TEKS BACAAN
^^^^^^^^^^^^^^^^

Penerapan Nilai-Nilai Pancasila dalam Kehidupan Warga Negara

Pancasila dalam Kehidupan
Ilustrasi: istockphoto

Sebagai negara yang merdeka, tentunya Indonesia memiliki dasar negara yang dijadikan sebagai pedoman kehidupan rakyatnya. Namun, apakah hanya sebatas pedoman? Pancasila adalah dasar negara yang dimiliki oleh rakyat Indonesia.

Sejak awal kemerdekaan, para pendiri bangsa telah sepakat untuk membentuk lima dasar yang dimuat di dalam Pembukaan Undang Undang Dasar 1945 dan juga Piagam Jakarta yang dikenal dengan nama Pancasila. Pancasila lebih dari sekadar dasar negara.

Bagi rakyat Indonesia, Pancasila merupakan suatu tujuan hidup Bersama yang akan dicapai oleh seluruh bangsa Indonesia. Rancangan tujuan yang akan dipakai sebagai visi yang akan diraih oleh bangsa kita.

Bacaan Lainnya
DONASI

Pancasila juga merupakan ideologi bangsa Indonesia. Apa yang dimaksud dari pancasila sebagai ideologi ini sendiri? Pancasila diartikan sebagai suatu konsep tentang sistem nilai baik secara perorangan maupun suatu kumpulan yang dipandang sebagai suatu prinsip hidup yang ideal yang diimpi-impikan untuk direalisasikan dalam kehidupan berbangsa dan bernegara masyarakat Indonesia.

Sebelum masuk lebih dalam tentang bagaimana penerapannya, kita akan masuk ke penjelasan secara rinci tentang sejarah pembuatan Pancasila. Semua bermula saat Jepang membentuk BPUPKI sebagai jaminan atas janji kemerdekaan yang akan diberikan kepada rakyat Indonesia.

BPUPKI yang saat itu diketuai oleh Dr. Radjiman Wedyodiningrat, mengadakan rapat untuk membahas kemerdekaan, salah satunya pembahasan mengenai dasar negara. Rapat ini menjadi rapat pertama BPUPKI yang berlangsung pada 29 mei hingga 1 Juni 1945. Disini ada tiga tokoh yang menyampaikan gagasan-gagasan dasar negara, yaitu:

1. Mr. Moh. Yamin

Moh. Yamin menyampaikan gagasan dasar negara pada sidang tanggal 29 Mei 1945, yang terdiri atas:

  • Peri kebangsaan;
  • Peri kemanusiaan;
  • Peri ketuhanan;
  • Peri kerakyatan;
  • Kesejahteraan rakyat.

^^^^^^^^^^^^^^^^

RINCIAN LATIHAN
Teruskan artikel tentang nilai-nilai Pancasila di atas, mulai tepat setelah butir terakhir yang ditampilkan. Baris data di bawah ini tidak diperlukan.

^^^^^^^^^^^^^^^^

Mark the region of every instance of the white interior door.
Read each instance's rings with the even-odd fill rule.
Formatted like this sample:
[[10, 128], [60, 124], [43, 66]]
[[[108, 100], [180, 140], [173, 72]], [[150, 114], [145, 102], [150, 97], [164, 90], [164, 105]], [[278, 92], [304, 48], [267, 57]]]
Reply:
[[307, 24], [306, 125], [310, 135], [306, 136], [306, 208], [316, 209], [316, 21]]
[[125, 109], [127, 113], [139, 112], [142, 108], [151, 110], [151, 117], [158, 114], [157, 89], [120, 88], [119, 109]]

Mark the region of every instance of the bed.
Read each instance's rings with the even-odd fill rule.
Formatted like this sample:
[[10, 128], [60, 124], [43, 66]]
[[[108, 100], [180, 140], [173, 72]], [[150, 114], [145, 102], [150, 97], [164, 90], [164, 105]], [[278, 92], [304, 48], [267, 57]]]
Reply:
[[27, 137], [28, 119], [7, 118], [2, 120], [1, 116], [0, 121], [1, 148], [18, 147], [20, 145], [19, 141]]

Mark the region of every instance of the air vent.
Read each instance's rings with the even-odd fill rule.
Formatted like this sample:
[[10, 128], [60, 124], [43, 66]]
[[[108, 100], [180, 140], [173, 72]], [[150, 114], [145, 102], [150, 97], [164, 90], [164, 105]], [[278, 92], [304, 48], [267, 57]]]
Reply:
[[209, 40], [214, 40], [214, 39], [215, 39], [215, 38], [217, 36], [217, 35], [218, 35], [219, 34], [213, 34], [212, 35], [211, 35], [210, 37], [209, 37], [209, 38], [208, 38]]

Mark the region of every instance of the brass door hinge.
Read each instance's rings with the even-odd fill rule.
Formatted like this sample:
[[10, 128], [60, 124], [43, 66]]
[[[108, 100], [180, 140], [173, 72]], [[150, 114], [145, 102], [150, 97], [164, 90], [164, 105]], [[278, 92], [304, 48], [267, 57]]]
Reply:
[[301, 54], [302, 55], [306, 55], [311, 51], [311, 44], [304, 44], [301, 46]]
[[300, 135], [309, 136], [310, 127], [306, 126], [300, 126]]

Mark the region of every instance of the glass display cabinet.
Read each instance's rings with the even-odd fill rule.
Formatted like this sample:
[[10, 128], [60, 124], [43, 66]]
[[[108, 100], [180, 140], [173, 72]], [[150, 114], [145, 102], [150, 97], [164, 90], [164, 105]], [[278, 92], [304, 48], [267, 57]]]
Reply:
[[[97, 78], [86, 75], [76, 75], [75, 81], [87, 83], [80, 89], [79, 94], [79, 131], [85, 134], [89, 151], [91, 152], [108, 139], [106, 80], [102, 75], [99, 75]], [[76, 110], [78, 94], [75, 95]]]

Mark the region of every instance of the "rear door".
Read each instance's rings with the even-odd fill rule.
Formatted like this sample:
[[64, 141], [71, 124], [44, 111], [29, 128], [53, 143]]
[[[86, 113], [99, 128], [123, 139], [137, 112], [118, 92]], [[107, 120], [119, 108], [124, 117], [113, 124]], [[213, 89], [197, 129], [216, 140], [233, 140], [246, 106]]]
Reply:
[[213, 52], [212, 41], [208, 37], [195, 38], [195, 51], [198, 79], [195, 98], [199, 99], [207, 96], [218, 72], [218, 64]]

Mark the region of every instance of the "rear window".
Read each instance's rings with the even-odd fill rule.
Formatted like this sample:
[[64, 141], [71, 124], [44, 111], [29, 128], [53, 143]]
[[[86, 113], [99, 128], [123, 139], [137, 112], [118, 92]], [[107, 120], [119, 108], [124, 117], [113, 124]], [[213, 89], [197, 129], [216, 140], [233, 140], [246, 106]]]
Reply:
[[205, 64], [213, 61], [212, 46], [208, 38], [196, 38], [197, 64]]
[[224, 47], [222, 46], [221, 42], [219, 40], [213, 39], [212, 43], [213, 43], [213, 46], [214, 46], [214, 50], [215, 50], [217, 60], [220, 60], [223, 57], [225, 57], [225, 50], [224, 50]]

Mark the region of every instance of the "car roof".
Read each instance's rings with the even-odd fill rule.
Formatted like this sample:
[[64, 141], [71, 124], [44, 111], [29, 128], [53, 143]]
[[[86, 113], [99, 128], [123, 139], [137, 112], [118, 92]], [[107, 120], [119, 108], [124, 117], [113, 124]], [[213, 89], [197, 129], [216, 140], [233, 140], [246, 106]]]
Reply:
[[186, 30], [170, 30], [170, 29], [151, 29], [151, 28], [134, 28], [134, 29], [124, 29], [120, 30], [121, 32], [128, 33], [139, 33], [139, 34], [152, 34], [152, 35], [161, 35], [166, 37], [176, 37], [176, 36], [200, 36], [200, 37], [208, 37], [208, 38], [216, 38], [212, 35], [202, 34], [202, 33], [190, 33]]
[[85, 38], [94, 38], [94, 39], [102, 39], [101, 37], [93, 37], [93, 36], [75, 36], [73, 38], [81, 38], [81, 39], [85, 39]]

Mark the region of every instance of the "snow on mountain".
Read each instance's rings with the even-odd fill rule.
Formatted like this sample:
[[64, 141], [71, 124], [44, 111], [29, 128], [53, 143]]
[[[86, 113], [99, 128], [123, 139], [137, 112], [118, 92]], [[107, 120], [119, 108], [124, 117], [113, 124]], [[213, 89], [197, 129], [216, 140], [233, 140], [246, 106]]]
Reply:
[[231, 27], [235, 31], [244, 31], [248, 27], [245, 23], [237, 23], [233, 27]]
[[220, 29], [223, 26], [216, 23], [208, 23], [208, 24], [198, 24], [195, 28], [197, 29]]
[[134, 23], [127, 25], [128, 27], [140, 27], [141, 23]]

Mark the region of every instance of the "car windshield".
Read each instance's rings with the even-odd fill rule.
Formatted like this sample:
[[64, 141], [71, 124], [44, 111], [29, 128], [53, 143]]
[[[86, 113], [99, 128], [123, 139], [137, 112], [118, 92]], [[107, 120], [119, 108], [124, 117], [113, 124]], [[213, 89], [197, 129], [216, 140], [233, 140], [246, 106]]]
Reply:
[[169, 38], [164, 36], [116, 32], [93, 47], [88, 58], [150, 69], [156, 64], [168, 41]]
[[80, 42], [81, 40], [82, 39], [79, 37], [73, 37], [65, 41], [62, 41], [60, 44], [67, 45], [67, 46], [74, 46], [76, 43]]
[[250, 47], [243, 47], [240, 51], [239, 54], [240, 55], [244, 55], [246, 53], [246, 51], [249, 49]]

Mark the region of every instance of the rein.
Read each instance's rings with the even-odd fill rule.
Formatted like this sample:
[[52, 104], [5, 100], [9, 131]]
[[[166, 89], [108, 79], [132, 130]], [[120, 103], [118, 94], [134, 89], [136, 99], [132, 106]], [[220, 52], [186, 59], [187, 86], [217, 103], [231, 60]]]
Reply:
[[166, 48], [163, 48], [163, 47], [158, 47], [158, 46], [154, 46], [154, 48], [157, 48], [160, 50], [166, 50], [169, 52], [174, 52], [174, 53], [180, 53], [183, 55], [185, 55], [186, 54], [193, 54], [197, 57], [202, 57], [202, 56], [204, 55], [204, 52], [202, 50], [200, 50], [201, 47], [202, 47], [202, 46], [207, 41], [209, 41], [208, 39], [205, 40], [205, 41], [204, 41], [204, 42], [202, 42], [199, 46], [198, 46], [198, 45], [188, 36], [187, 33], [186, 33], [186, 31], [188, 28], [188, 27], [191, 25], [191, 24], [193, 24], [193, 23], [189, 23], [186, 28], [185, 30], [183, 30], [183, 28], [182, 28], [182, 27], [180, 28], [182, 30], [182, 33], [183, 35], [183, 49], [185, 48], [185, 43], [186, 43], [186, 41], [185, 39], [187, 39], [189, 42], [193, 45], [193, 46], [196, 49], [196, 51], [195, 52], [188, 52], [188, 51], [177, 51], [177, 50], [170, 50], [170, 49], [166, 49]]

^^^^^^^^^^^^^^^^

JAWABAN TUGAS
2. Mr. Soepomo

Pada tanggal 31 Mei 1945, Mr. Soepomo menjabarkan tiga teori yaitu teori tentang jenis negara.

  • Yang pertama ada negara individualistik, merupakan negara yang disusun atas kontrak sosial antar rakyatnya yang mengutamakan kepentingan pribadi;
  • Lalu ada negara golongan, seperti yang dipaparkan oleh Marx dan Lenin;
  • Lalu yang terakhir, ada negara integralistik atau negara kesatuan. Negara ini tidak berpihak pada satu golongan ataupun mengutamakan kepentingan pribadi, namun negara integralistik adalah negara yang berdiri di atas semua kepentingan demi diwujudkannya persatuan.

Dari ketiga konsep ini, Mr. Soepomo menyukai teori ketiga, yaitu negara integralistik. Beliau pun menyarankan agar dibentuk negara yang integralistik atau negara persatuan.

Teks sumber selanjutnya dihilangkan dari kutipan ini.